• [TEXT PROVIDED]
..........
Narration: Today Lukas does research on Bonnie’s farm.
Dr Lukas van Zwieten It’s the first time we’ve worked on a privately owned farm to trail the char.
Bonnie Walker: We see changes in soil pH. We see improvement in soil structure, water holding capacity. The structure of agrichar is very porous, this creates lots of surfaces for nutrients to hold onto. This is very important because fertiliser you put on will stay there.
Narration: The challenge is to make enough agrichar.
Dr Lukas van Zwieten: The more carbon, the better. And I don’t think we can produce enough char in the country to improve all of our soils.
Narration: Which brings the us here on a guided tour of Best Energies’ pyrolysis plant north of Sydney.
Adriana Downie: We’re the oldest renewable energy company in Australia. We’ve been here working on renewable energy projects for 25 years.
Narration: Adriana Downie shows off the agricultural benefits of char with a demonstration corn crop
Adriana Downie: The one on the end is just corn plants straight in soil. No soil amendments or additions.
This soil next to it has 50 tons per hectare of chicken manure char. So that’s the differences we are seeing. Char versus no char.
Narration: But the main attraction here is the pyrolysis plant. It cooks biomass without oxygen to make a renewable syngas fuel—a flammable mix of hydrogen and carbon monoxide.
Black waste left behind is what soil scientists use as Agrichar. One person’s trash is another’s treasure.
..........
• [DATA SUPPLIED]
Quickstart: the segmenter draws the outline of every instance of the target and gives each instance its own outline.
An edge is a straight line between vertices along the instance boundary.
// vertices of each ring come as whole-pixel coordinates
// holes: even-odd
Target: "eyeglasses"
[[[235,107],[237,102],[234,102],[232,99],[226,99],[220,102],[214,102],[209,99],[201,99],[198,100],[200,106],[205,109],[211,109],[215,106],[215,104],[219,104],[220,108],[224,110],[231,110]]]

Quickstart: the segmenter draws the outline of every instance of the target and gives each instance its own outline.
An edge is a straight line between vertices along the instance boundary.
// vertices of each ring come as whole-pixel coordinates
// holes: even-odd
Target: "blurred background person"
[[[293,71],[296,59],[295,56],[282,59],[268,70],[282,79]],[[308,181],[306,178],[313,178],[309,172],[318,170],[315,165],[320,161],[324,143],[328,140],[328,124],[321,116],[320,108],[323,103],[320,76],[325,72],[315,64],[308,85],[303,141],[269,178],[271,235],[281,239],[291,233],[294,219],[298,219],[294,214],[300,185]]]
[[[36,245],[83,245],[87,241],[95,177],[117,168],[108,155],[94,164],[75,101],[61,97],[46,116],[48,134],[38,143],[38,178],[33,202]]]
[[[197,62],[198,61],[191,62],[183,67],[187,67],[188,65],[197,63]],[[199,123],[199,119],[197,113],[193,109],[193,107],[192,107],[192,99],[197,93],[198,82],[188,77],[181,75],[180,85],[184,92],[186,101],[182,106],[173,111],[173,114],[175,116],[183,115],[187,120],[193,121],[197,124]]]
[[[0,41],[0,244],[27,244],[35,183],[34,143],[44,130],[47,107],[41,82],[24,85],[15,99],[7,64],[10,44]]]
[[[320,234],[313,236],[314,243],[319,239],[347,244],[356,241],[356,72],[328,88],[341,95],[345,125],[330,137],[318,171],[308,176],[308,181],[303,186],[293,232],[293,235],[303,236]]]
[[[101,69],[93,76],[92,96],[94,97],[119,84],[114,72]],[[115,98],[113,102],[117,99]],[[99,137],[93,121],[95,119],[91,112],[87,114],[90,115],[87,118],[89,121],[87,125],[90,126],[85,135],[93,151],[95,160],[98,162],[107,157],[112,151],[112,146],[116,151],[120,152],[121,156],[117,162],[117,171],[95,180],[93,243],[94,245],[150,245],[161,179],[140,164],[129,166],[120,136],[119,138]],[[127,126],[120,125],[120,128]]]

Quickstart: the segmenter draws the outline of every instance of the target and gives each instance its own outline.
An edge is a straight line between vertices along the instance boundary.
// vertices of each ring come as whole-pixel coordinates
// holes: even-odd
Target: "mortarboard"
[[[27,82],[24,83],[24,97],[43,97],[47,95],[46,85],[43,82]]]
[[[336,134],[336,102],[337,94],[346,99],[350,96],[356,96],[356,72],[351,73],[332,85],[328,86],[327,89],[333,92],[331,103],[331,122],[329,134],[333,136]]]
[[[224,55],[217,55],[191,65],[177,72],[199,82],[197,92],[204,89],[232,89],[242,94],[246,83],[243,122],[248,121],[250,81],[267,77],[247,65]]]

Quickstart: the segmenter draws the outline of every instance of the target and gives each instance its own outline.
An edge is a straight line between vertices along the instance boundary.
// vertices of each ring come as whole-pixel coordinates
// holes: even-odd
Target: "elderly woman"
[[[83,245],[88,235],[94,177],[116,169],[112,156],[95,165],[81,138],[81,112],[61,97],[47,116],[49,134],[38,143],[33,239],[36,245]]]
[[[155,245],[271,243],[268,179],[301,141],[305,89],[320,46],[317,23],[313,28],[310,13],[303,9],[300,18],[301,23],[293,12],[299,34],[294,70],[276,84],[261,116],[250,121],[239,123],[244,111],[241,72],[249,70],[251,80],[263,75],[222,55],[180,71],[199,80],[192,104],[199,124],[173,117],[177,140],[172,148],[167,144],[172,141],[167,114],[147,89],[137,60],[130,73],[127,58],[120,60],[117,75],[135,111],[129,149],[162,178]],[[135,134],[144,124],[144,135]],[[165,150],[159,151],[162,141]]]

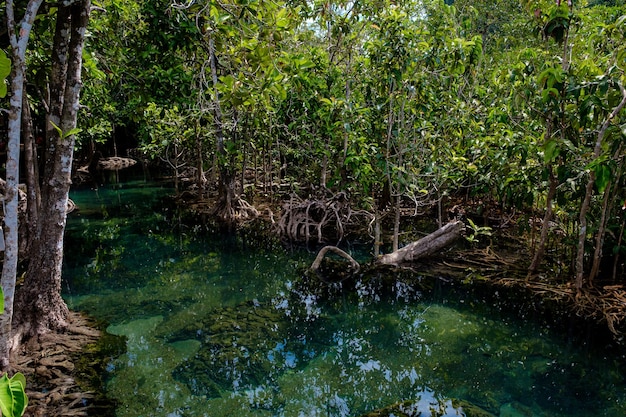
..........
• [WHAT YOU NEED TO DO]
A. Answer these questions from the agrichar transcript:
(i) For how many years has Best Energies worked on renewable energy projects?
(ii) Which two gases make up the syngas fuel that the pyrolysis plant produces?
(iii) How much chicken manure char per hectare does the soil next to the plain corn plants contain?
B. Write out the part of the agrichar transcript that begins at the words "Narration: The challenge" and ends after the words "north of Sydney.".

• [EXERCISE RESPONSES]
A.
(i) 25 years
(ii) Hydrogen and carbon monoxide
(iii) 50 tons per hectare

B.
Narration: The challenge is to make enough agrichar.
Dr Lukas van Zwieten: The more carbon, the better. And I don’t think we can produce enough char in the country to improve all of our soils.
Narration: Which brings the us here on a guided tour of Best Energies’ pyrolysis plant north of Sydney.